*Textauswahl*:
========================

# Wer benutzt MyEclipse, und wie zufrieden seid ihr damit?



## Tokka (23. Mai 2007)

Hallo Community!

Mich würde mal interessieren, wer von Euch sich MyEclipse gekauft hat, 
denn ich bin derzeit am überlegen selber die 40€ abzudrücken und mir somit Matisse4Eclipse 
und einige andere Plugins zu gönnen.

Sicher das meiste kann man auch mit den frei verfügbaren Plug-Ins abdecken, aber ich habe 
weder die Lust noch die Zeit mich durch die reichhaltige Anzhal von Plug-ins zu wühlen.


----------



## Hilefoks (24. Mai 2007)

[x] Nein, ich benutze einen anderen GUI-Builder

Ich habe eine Weile mit Matisse (unter Netbeans) gearbeitet. Allerdings gefällt er mir nicht.

Ich habe sonst meine GUI per Hand geschrieben. Daher mag ich lesbaren, verständlichen Code den ich auch schnell mal per Hand anpassen kann. Dies ist meiner Erfahrung nach auch immer mal wieder nötig wenn der Designer nicht so möchte wie ich (egal welcher). Mit GroupLayout (dem freien Layout) kann man zwar schön in Matisse GUI's bauen, allerdings ist der Code nur schwer zu verstehen. Die anderen Layouts (speziell Box und GridBag) sind mit Matisse aber ziemlich umständlich zu bewerkstelligen.

Nett ist hingegen der JFormDesigner - vor allem weil er Formlayout sowie Tablelayout unterstützt (neben anderen). An JFormDesigner mag ich aber nicht das er Code und Design trennt, man also nichts im Code verändern kann. 

Sehr gut, leider aber auch recht teuer, ist aber der WindowsBuilder Pro.  

MfG,
Hilefoks


----------



## KSG9|sebastian (24. Mai 2007)

MyEclipse an sich find ich nicht schlecht. Nachteil ist halt dass der Code teilweise vom Stil her überhaupt nicht in dein Projekt passt.

Hibernateintegration find ich sehr nett, aber wie gesagt: Wenn du deine DAO-Klassen u.s.w. anders aufbaust wirds echt nervig alle Klassen umzuschreiben.


----------

========================

*Zeilen*:
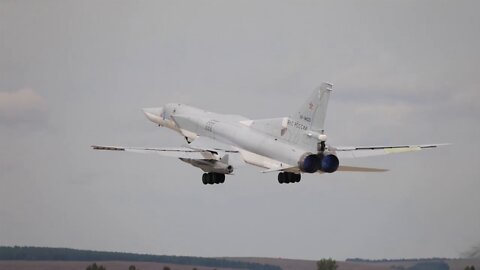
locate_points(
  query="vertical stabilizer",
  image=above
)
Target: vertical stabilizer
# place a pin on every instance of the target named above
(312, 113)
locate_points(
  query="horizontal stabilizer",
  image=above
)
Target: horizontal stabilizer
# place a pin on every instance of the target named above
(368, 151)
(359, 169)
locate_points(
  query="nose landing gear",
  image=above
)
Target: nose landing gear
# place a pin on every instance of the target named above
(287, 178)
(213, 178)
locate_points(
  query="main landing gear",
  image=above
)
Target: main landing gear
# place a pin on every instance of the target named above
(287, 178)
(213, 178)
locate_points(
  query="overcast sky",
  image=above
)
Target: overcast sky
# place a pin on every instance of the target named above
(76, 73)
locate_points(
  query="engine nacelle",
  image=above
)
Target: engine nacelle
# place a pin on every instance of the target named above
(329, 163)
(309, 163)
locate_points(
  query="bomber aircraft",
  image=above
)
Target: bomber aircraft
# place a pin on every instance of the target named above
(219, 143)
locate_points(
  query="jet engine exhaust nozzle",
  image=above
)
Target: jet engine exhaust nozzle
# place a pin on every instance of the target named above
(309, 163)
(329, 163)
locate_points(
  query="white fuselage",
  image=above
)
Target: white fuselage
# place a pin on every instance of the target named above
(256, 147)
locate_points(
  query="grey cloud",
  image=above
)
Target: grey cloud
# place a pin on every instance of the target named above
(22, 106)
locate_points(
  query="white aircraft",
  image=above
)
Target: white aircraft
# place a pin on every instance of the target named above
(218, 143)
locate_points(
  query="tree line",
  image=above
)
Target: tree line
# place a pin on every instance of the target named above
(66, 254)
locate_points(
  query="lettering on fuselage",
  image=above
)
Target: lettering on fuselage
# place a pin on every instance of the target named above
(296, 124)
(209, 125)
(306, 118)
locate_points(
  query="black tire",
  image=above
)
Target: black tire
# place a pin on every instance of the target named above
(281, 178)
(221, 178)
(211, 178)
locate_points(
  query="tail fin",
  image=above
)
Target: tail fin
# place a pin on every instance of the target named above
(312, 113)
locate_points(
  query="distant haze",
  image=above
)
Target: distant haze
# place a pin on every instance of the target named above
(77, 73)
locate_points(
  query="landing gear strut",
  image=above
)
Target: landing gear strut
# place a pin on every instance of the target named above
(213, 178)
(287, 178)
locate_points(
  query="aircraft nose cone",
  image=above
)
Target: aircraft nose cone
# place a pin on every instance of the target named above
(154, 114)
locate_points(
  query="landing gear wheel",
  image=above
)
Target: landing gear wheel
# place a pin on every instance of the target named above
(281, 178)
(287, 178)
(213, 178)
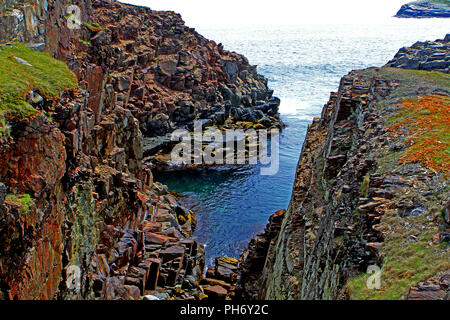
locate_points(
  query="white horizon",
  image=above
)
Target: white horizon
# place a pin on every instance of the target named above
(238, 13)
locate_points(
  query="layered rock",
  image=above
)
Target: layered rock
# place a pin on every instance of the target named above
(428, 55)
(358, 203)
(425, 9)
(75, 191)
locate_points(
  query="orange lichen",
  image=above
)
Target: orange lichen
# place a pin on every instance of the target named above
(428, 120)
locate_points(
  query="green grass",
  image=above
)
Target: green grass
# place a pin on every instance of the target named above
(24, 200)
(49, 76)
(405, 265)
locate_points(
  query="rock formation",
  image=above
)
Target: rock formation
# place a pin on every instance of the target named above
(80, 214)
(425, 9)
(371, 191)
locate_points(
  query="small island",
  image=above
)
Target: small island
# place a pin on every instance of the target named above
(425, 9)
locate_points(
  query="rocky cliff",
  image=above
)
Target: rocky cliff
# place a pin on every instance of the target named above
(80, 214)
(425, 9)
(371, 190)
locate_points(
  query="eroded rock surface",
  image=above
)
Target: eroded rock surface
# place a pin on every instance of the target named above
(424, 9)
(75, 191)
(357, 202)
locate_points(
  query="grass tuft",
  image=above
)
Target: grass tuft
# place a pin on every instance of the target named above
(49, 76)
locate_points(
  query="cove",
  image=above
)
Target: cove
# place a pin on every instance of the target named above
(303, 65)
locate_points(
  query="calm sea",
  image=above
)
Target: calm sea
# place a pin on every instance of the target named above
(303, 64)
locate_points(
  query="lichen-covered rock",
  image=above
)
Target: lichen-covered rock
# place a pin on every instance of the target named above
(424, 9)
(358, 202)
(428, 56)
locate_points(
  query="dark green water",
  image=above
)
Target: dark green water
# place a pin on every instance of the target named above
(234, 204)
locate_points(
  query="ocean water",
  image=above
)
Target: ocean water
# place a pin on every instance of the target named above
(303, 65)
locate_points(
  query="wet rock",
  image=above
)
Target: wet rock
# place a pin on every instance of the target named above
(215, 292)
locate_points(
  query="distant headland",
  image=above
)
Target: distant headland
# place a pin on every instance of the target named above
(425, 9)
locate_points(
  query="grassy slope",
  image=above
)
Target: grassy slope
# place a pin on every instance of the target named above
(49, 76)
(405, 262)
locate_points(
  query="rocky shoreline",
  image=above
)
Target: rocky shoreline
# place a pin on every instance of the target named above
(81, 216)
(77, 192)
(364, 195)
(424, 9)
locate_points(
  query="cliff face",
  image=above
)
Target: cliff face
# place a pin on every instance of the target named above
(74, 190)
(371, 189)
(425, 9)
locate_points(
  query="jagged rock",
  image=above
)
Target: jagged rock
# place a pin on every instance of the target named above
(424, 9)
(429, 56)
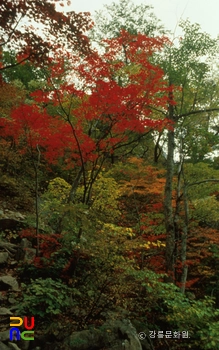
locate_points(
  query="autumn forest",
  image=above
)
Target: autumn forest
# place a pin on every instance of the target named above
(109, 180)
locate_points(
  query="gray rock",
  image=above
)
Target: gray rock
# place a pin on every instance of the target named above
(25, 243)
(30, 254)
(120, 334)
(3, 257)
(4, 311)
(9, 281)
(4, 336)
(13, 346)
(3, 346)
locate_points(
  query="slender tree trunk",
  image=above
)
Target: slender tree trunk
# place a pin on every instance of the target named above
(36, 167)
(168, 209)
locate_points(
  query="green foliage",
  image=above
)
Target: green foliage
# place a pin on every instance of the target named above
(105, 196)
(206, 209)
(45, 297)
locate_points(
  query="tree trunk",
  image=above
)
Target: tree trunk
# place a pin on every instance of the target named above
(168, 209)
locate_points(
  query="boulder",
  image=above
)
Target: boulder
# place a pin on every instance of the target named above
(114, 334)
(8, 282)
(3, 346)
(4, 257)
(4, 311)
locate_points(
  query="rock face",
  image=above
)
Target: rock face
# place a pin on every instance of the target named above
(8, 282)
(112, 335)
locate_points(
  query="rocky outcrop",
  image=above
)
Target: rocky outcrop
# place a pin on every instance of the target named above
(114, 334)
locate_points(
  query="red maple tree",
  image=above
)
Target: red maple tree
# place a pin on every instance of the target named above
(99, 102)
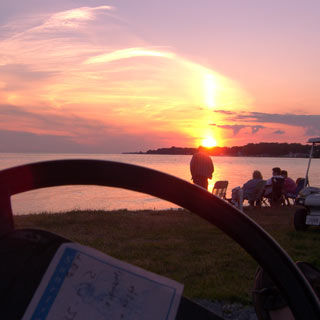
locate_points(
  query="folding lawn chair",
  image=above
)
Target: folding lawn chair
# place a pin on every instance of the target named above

========================

*Aufgabenstellung 1*: Welche Layouts werden im Thread zu MyEclipse genannt?
*Aufgabenstellung 2*: Wie viel Geld überlegt Tokka im Thread zu MyEclipse auszugeben?
*Aufgabenstellung 3*: Schreib aus dem Thread zu MyEclipse alles von "MyEclipse an sich" bis hinunter zu "alle Klassen umzuschreiben." ab.
Die Zeilen stammen aus einer anderen Quelle als der Thread.

*Schriftliche Antwort 1*: GroupLayout, Box, GridBag, Formlayout und Tablelayout

*Schriftliche Antwort 2*: 40 €

*Schriftliche Antwort 3*:
MyEclipse an sich find ich nicht schlecht. Nachteil ist halt dass der Code teilweise vom Stil her überhaupt nicht in dein Projekt passt.

Hibernateintegration find ich sehr nett, aber wie gesagt: Wenn du deine DAO-Klassen u.s.w. anders aufbaust wirds echt nervig alle Klassen umzuschreiben.